DIRECTIVE
Transcribe all of the material exactly.

RECORDS FOR THE TASK

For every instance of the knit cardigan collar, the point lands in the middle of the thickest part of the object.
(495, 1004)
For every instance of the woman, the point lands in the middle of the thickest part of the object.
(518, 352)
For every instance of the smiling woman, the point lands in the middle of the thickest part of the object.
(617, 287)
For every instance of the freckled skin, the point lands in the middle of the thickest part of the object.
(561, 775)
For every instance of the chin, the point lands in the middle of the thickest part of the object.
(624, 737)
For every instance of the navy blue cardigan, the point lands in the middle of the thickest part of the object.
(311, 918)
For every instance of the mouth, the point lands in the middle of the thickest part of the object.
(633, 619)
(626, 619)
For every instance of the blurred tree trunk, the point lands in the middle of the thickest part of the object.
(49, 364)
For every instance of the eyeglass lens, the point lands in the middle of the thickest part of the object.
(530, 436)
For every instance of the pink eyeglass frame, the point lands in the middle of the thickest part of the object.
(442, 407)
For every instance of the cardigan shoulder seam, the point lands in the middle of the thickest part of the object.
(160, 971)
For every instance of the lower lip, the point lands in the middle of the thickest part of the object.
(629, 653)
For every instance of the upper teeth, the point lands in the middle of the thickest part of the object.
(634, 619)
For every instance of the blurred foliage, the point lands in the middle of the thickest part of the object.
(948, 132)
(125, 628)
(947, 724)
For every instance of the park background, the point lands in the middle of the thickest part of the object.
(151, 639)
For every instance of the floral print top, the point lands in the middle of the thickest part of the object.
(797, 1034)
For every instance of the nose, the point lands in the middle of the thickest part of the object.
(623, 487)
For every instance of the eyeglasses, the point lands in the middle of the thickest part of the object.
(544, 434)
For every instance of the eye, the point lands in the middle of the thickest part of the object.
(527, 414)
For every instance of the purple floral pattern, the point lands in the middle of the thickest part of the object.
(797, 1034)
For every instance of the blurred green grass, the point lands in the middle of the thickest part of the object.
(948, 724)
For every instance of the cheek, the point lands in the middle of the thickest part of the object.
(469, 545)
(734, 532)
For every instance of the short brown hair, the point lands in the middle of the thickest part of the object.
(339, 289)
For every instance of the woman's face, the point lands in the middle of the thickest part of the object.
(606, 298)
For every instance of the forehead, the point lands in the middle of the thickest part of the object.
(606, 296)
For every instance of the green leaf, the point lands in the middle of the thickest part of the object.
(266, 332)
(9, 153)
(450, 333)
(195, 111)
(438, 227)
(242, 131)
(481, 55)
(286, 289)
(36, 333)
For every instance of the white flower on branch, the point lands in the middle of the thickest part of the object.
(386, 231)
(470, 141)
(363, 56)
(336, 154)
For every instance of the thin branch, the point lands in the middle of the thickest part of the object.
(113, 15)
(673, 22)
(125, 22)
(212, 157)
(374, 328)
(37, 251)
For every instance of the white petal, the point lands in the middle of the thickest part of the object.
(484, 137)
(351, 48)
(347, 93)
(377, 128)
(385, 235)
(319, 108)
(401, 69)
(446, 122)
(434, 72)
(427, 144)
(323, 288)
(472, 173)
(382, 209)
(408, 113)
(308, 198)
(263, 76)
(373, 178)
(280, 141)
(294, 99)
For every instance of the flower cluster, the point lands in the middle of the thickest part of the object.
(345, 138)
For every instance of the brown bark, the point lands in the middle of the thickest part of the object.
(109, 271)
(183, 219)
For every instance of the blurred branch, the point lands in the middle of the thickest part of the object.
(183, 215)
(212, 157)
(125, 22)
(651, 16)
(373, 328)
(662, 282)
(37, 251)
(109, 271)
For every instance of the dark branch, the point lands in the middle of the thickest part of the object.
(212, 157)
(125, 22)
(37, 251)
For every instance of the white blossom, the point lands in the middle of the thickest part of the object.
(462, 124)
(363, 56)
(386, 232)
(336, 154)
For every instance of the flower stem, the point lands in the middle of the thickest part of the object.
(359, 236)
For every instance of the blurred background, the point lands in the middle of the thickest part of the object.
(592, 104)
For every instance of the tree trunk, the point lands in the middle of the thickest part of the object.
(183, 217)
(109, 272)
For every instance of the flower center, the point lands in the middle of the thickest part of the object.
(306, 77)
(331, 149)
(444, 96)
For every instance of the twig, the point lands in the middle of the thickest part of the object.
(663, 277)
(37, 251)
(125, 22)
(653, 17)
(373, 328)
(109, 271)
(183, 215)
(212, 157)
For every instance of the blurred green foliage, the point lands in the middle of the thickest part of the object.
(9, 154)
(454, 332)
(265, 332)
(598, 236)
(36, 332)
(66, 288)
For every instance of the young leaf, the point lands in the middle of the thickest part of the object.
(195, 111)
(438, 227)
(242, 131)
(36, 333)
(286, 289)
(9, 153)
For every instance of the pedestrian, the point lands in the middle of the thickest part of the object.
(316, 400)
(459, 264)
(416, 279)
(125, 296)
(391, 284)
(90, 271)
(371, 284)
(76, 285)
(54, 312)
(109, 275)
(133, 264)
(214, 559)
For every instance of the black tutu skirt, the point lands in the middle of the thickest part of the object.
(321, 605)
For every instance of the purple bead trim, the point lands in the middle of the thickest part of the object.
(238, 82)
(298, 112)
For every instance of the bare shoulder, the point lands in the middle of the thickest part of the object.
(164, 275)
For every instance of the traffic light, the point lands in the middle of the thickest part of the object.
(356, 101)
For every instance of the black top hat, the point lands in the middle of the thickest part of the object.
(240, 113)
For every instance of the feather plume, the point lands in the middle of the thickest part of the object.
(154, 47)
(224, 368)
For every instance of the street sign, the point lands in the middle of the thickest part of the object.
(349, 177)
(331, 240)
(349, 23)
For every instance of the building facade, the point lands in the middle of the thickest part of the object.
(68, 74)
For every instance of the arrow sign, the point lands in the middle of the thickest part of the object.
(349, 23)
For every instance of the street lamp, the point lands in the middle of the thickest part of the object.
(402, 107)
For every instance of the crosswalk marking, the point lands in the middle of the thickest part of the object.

SOLUTION TO THIS EXERCISE
For every instance of the knit cardigan collar, the point lands in the middle of the thickest part of the object.
(495, 1004)
For every instance of the woman, the point lands in the middle of the thickest part of the object.
(518, 352)
For every instance of the smiling woman, the point lands in the middle of the thickest part of the object.
(617, 287)
For every instance of the freckled skin, the point lands in the middle of the thickest part of the object.
(561, 775)
For every instance of the chin, the point lands in the middle of the thickest part of the object.
(624, 737)
For every instance of the navy blue cardigan, the point lands in the middle of the thickest part of the object.
(311, 918)
For every instance of the mouth, the point lands in the middle of the thickest part of the object.
(633, 619)
(626, 619)
For every instance of the blurred tree trunk, the point lands in the middle of the thickest part of the object.
(49, 364)
For every instance of the eyeglass lens, the point lands in the middle of the thickest part of the object.
(530, 436)
For every instance of the pink eyeglass frame, the point lands in the middle of the thickest part of the object.
(442, 407)
For every instance of the cardigan shoulder seam, the point lands in the middle of the thickest part of the object.
(160, 971)
For every instance of the lower lip, the point lands in the middle of the thickest part of the object.
(629, 653)
For every instance of the upper teeth, the point lands in the middle of the thickest part of the object.
(634, 619)
For every instance of the blurred foliage, the point lands in the middle of the thickest part of the object.
(948, 132)
(125, 628)
(947, 724)
For every instance of the park background, the point lands in the middle of the thickest part of the object.
(151, 639)
For every instance of the floral print top, the point lands in the middle of the thickest part of the object.
(797, 1034)
For every instance of the nose, the point lands in the middle of the thickest part of the object.
(623, 487)
For every instance of the eyeglasses, the point lands in the middle of the thickest part of the object.
(544, 434)
For every instance of the eye, the point lands in the middle of the thickest part of the object.
(527, 414)
For every instance of the purple floral pattern, the point lands in the middle of the thickest part of the object.
(797, 1034)
For every instance of the blurred green grass, the point lands in the middle of the thickest part of the object.
(948, 724)
For every instance of the cheek, the point lands in the middle of the thickest part of the object.
(469, 545)
(734, 532)
For every instance of the short brown hair, the point lands in the middle of the thickest part of the object.
(339, 289)
For every instance of the woman's face, the point lands in the middle of the thickest part of the object.
(606, 298)
For every instance of the forehead, the point lands in the middle of the thickest part of the object.
(606, 296)
For every instance of the green leaf, the point lands in the middle of the thickest part of the object.
(266, 332)
(9, 153)
(450, 333)
(195, 111)
(438, 227)
(242, 131)
(481, 55)
(286, 289)
(36, 333)
For every instance of the white flower on branch, the point lands in the middle of the thickest part of the object.
(386, 231)
(470, 141)
(363, 56)
(336, 154)
For every instance of the thin branch, the point lands in the middle of the thickest part of the object.
(113, 15)
(673, 22)
(125, 22)
(212, 157)
(374, 328)
(37, 251)
For every instance of the white petal, the point lands in the middle of the thickest part of the object.
(484, 137)
(351, 48)
(347, 93)
(377, 128)
(385, 235)
(319, 108)
(401, 69)
(446, 122)
(434, 72)
(427, 144)
(323, 288)
(472, 173)
(382, 209)
(408, 113)
(308, 198)
(263, 76)
(373, 178)
(280, 141)
(294, 99)
For every instance of the flower cluster, the point lands in the middle of the thickest part of the object.
(345, 138)
For every instance of the brown bark, the point lands in the middle of the thickest part of the object.
(109, 271)
(183, 219)
For every instance of the blurred branch, the point lands in the middle of the thickest part of the object.
(183, 215)
(212, 157)
(125, 22)
(651, 16)
(373, 328)
(662, 282)
(37, 251)
(109, 271)
For every instance of the dark branch, the point lands in the middle of the thickest part of the object.
(212, 157)
(125, 22)
(37, 251)
For every instance of the white blossom, the point lands in the middle of the thickest part of the object.
(462, 124)
(363, 56)
(386, 232)
(336, 154)
For every instance of the flower stem, the point lands in the middle of the thickest part of the object.
(359, 236)
For every instance of the blurred background, the point lands in the middle of the thickest part of the object.
(592, 104)
For every instance of the tree trunk, the point lands in the middle of the thickest part of the object.
(183, 217)
(109, 272)
For every instance of the flower center, the point lands in the middle of the thickest part of the object.
(306, 77)
(331, 149)
(444, 96)
For every instance of the twig, the point lands in the middle of the thickest part of the object.
(663, 277)
(37, 251)
(125, 22)
(653, 17)
(373, 328)
(109, 271)
(183, 215)
(212, 157)
For every instance of the blurred green foliage, the point lands in the middle of the thickest part of the object.
(9, 154)
(454, 332)
(265, 332)
(598, 236)
(36, 332)
(66, 288)
For every instance of the young leaf, the point lands in the middle of the thickest part of the object.
(195, 111)
(438, 227)
(242, 131)
(36, 333)
(286, 289)
(9, 153)
For every instance of the pedestrian, the point lands in the middle of the thickest part of the object.
(316, 400)
(459, 264)
(416, 279)
(125, 296)
(391, 284)
(90, 271)
(371, 284)
(76, 285)
(54, 312)
(109, 275)
(133, 264)
(214, 559)
For every instance of the black tutu skirt, the point lands in the middle of the thickest part of the object.
(321, 605)
For every instance of the purple bead trim, the point lands in the middle of the thickest part of the object.
(238, 82)
(298, 112)
For every instance of the bare shoulder, the point lands in the middle of the thickest part of the object.
(164, 275)
For every instance of the traffic light, the point lands in the middle of the thickest part of the object.
(356, 101)
For every instance of the black top hat, the point lands in the middle of the thickest part of the object.
(240, 113)
For every instance of the feather plume, the point lands in the middle of the thickest part of the object.
(154, 47)
(224, 368)
For every instance of the street sign, the point lands in the middle of the thickest part of the object.
(349, 177)
(331, 240)
(349, 23)
For every instance of the building facade, the point lands in the middle of the thickest part of the object.
(68, 74)
For every instance of the arrow sign, the point lands in the middle of the thickest part of the object.
(349, 23)
For every instance of the street lamp, the point lands in the middle of the thickest part of the object.
(402, 107)
For every instance of the crosswalk marking, the point lands in the middle of the thickest part of the object.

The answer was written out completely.